--- PROVIDED INFORMATION ---
* * * * * * *
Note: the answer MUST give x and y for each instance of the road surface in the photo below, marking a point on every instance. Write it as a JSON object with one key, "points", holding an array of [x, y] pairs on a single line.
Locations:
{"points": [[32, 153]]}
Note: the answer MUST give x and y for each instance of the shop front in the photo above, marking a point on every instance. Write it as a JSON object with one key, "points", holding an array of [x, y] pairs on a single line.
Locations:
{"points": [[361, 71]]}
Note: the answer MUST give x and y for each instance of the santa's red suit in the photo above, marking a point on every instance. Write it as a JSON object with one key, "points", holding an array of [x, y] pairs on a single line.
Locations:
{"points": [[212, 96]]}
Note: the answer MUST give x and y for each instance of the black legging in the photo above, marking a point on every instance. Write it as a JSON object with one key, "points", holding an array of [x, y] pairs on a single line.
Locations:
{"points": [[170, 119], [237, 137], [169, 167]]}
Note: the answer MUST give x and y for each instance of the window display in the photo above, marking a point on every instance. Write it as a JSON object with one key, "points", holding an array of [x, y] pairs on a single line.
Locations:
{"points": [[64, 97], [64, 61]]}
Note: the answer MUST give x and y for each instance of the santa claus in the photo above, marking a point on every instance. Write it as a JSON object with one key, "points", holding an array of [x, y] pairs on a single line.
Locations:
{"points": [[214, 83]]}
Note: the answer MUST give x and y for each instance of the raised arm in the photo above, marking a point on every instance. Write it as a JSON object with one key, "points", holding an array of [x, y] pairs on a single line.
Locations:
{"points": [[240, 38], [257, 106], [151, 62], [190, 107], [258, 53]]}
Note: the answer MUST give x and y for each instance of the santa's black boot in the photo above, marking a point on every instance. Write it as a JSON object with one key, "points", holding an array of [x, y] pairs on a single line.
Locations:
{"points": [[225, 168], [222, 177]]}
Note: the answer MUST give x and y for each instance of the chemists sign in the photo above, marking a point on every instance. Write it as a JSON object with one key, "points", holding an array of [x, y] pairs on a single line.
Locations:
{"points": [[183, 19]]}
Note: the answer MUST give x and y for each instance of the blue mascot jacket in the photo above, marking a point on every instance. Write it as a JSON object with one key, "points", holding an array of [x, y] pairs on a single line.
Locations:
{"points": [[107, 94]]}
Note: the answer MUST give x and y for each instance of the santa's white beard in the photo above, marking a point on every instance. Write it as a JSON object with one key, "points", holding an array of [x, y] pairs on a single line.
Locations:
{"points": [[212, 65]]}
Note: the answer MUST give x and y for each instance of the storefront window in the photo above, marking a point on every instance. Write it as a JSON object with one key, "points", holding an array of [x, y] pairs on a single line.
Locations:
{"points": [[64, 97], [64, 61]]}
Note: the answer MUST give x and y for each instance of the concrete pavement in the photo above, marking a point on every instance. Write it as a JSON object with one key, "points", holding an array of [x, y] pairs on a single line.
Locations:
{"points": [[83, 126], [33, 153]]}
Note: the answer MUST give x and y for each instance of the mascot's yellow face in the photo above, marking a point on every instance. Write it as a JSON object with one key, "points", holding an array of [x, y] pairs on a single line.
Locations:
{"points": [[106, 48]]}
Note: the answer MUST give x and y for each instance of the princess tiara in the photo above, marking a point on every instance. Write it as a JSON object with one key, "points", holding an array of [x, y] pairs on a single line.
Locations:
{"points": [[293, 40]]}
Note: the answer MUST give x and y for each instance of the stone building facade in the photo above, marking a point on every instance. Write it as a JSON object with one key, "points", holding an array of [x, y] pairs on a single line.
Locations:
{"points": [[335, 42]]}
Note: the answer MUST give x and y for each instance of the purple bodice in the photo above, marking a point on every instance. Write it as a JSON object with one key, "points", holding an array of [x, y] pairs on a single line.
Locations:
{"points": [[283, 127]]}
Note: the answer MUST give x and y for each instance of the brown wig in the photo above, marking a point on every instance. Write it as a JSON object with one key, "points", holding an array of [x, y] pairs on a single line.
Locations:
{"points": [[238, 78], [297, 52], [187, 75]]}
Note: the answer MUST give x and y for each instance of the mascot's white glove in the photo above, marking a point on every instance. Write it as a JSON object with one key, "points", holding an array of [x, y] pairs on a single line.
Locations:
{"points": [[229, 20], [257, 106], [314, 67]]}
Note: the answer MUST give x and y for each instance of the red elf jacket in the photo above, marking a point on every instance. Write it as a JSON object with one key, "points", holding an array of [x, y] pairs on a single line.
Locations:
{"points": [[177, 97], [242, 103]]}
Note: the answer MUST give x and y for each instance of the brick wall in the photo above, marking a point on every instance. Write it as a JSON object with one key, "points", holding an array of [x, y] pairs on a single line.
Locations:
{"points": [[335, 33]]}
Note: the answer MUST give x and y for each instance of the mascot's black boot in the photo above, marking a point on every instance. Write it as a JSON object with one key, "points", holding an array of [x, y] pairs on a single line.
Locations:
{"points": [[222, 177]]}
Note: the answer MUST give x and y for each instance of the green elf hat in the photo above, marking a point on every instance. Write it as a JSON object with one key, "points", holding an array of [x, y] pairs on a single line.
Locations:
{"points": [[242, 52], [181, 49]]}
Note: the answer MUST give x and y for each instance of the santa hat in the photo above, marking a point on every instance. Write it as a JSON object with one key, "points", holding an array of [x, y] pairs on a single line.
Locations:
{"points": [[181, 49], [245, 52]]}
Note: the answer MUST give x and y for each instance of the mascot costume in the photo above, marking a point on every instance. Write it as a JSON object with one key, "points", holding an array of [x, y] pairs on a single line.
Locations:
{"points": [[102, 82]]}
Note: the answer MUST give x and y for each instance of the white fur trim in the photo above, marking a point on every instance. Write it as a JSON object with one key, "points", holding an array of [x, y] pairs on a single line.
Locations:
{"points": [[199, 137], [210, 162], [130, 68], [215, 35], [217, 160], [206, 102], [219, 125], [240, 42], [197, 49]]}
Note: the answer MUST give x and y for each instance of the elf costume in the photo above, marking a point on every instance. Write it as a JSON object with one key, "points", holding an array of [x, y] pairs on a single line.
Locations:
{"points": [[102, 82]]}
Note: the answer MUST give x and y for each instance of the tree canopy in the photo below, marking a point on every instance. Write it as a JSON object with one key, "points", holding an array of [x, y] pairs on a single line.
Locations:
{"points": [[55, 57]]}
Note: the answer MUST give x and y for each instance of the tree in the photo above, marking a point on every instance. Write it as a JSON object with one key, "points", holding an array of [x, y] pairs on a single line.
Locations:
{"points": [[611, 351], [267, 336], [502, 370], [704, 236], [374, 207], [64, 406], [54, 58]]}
* * * * * * *
--- TASK REQUIREMENTS ---
Print the whole listing exactly as it is.

--- REPLY TO THE TASK ---
Note: the answer MUST give x and y for each instance of the road surface in the photo below, marking a point on every instance. Write it as a JSON object with one key, "points", holding an array of [x, y] pairs on a single line.
Locations:
{"points": [[32, 153]]}
Note: the answer MUST give x and y for each instance of the shop front in the photo above, marking a point on every instance. Write it as a JSON object with one key, "points", holding an array of [x, y] pairs on a single line.
Locations:
{"points": [[361, 71]]}
Note: the answer MUST give x and y for each instance of the santa's red suit in the photo above, marking a point on every instance. Write it as a JSON object with one key, "points", holding an array of [x, y] pairs on a single line.
Locations:
{"points": [[212, 96]]}
Note: the answer MUST give x and y for each instance of the black legging in the photo above, marking a point on every instance. Write it as a JSON object with one key, "points", holding an array of [x, y] pairs on a single line.
Locations:
{"points": [[170, 119], [237, 137], [169, 167]]}
Note: the answer MUST give x and y for each instance of the window display in the photo above, marking a point on every instance. Write it as a JSON object with one key, "points", holding an array of [x, y] pairs on a single line.
Locations:
{"points": [[64, 97], [64, 61]]}
Note: the answer MUST give x and y for each instance of the santa claus in the photo above, marking a point on every instance. Write it as a JSON object with one key, "points", holding an array of [x, y] pairs on a single line.
Locations:
{"points": [[214, 83]]}
Note: the answer MUST give x and y for each instance of the raised arm in the photo above, marking a point on every instance. Write it as a JSON object with one key, "points", holding an array of [x, y] pairs on a single line.
Locations:
{"points": [[240, 38], [257, 106], [151, 62], [190, 107], [258, 53]]}
Note: the answer MUST give x and y for each instance of the santa's black boot in the photo above, marking a point on every instance. Write it as a JSON object with one key, "points", holding an array of [x, y] pairs on a single line.
Locations:
{"points": [[225, 168], [222, 177]]}
Note: the answer MUST give x and y for each instance of the chemists sign in the photo above, marking a point on every instance. Write it as a JSON object with one key, "points", holding an array of [x, y] pairs on a single line.
Locations:
{"points": [[183, 19]]}
Note: the answer MUST give x and y for each instance of the blue mascot jacket in the photo above, marking a point on every instance. Write it as a JSON object with one key, "points", holding an array of [x, y] pairs on a single line.
Locations:
{"points": [[107, 94]]}
Note: the answer MUST give x and y for each instance of the santa's white beard in the photo above, marking a point on every instance. Write it as a JSON object with one key, "points", holding an array of [x, y] pairs on a single line.
Locations:
{"points": [[212, 65]]}
Note: the answer MUST give x and y for each instance of the storefront window in the photo above, marking a point on every instance. Write it as a JSON object with one key, "points", holding an array of [x, y] pairs on a single line.
Locations:
{"points": [[64, 97], [64, 61]]}
Note: the answer MUST give x and y for each instance of the concrete pavement in the photo above, marking a point on every instance. Write it as a JSON object with one key, "points", holding an array of [x, y] pairs on a single line.
Locations:
{"points": [[83, 126], [33, 153]]}
Note: the answer MUST give x and y for each instance of the mascot's yellow face in the photo above, marking a point on every instance. Write it as a JSON object with one key, "points", holding an array of [x, y] pairs on a single line.
Locations:
{"points": [[106, 48]]}
Note: the answer MUST give x and y for each instance of the princess tiara in the photo above, marking a point on every instance. Write it as a JSON object with one key, "points", holding an array of [x, y] pairs on a single line.
Locations:
{"points": [[293, 40]]}
Note: the answer MUST give x and y for each instance of the stone building facade in the photo above, marking a point on every instance. Write it as a JSON object with one key, "points", holding an array of [x, y] pairs on a single line.
Locations:
{"points": [[335, 42]]}
Note: the answer MUST give x and y for each instance of the purple bodice in the photo above, marking a point on every instance. Write it as a JSON object with one key, "points", holding an array of [x, y] pairs on a single line.
Locations:
{"points": [[283, 127]]}
Note: the answer MUST give x and y for each instance of the brown wig in the photo above, marking a point on every instance. Write it as a JSON object with one key, "points", holding an array of [x, y] pairs on a single line.
Locations:
{"points": [[238, 78], [297, 52], [187, 75]]}
Note: the answer MUST give x and y for each instance of the mascot's white glove in the photo above, marking a point on every instance. Write it as a JSON object with one key, "points", holding an array of [x, y] pairs on a single line.
Locations:
{"points": [[229, 20], [257, 106], [314, 67]]}
Note: the answer MUST give x and y for each instance of the red elf jacket in the photo above, marking a point on every instance. Write it as a JSON object with one key, "points", holding an array of [x, y] pairs on a single line.
Locations:
{"points": [[177, 97], [242, 103]]}
Note: the answer MUST give x and y for each instance of the brick wall in the photo above, marking a point on every instance. Write it as a JSON object with one key, "points", holding an array of [x, y] pairs on a single line.
Locations:
{"points": [[335, 33]]}
Note: the answer MUST give x and y for each instance of the mascot's black boot in the photo above, marking a point on every instance. Write it as a JSON object with one key, "points", holding an array of [x, y] pairs on a single line.
Locations:
{"points": [[222, 177]]}
Note: the answer MUST give x and y for each instance of the green elf hat in the photo above, marking a point on every instance. Write it as a JSON object with one key, "points", holding an array of [x, y] pairs on a single line.
Locations:
{"points": [[242, 52], [181, 49]]}
Note: the answer MUST give x and y for each instance of the santa hat in the photo above, marking a point on every instance. Write it as a JSON object with one key, "points", holding an array of [x, y] pairs on a single line.
Locations:
{"points": [[181, 49], [245, 52]]}
Note: the answer MUST give x and y for each instance of the mascot costume in the photo above, marking a point on every instance. Write it as a JSON object with one key, "points", holding an array of [x, y] pairs on a single line.
Locations:
{"points": [[102, 82]]}
Note: the answer MUST give x and y for each instance of the white fur trim in the photo above, marking a point on every instance. Write it as a JSON object with one key, "points", holding an array of [x, y] pairs on a single line.
Locations:
{"points": [[199, 137], [210, 162], [130, 68], [215, 35], [217, 160], [206, 102], [219, 125], [240, 42], [197, 49]]}
Note: the answer MUST give x and y for each instance of the elf costume in the photo above, marking a point on every instance. Write it as a JSON object with one key, "points", holding an array of [x, y] pairs on a single line.
Locations:
{"points": [[102, 82]]}
Note: the answer MUST give x and y for each instance of the tree canopy in the photo below, marking a point on every instance. Write it as a JSON object with one key, "points", holding an array of [x, y] pairs on a single line.
Locations:
{"points": [[55, 57]]}
Note: the answer MUST give x and y for each instance of the tree in the photo above, marking a point on every instance. Write it as a JSON object with one key, "points", holding an array of [x, y] pairs on a single line.
Locations:
{"points": [[611, 351], [267, 336], [502, 370], [704, 236], [374, 207], [64, 406], [54, 58]]}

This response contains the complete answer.